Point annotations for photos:

++++++++++++++++++++

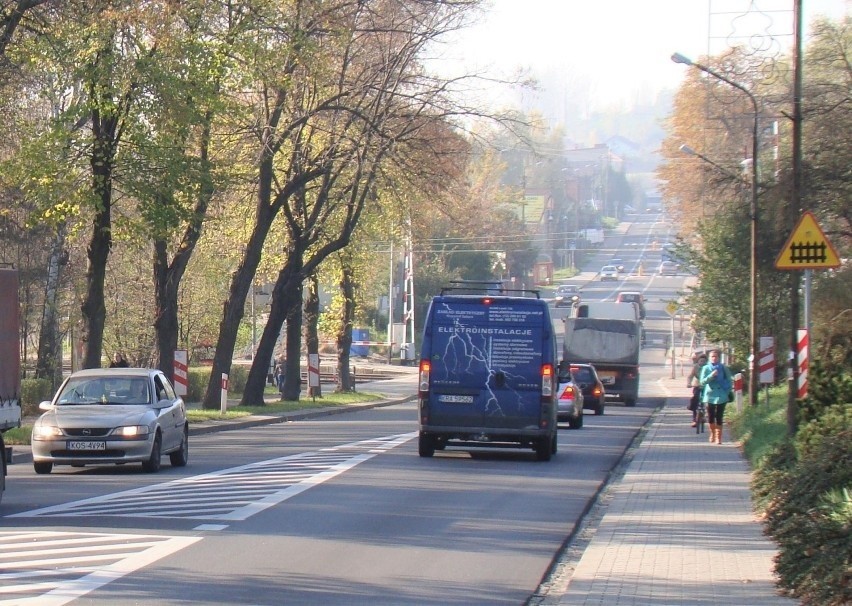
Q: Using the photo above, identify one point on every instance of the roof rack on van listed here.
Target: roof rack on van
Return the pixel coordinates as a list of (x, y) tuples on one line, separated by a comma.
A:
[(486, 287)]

++++++++++++++++++++

**GIVEN EXERCISE**
Reproduce the data above verbatim, line for line, omitting the pictures.

**THE ANSWER**
Q: Using the photo above, identify one point on every instance of the roof rack on van listed here.
Target: roof rack on van
Return the pixel coordinates as a list of (x, y) tuples on one line, separated by a comma.
A:
[(486, 287)]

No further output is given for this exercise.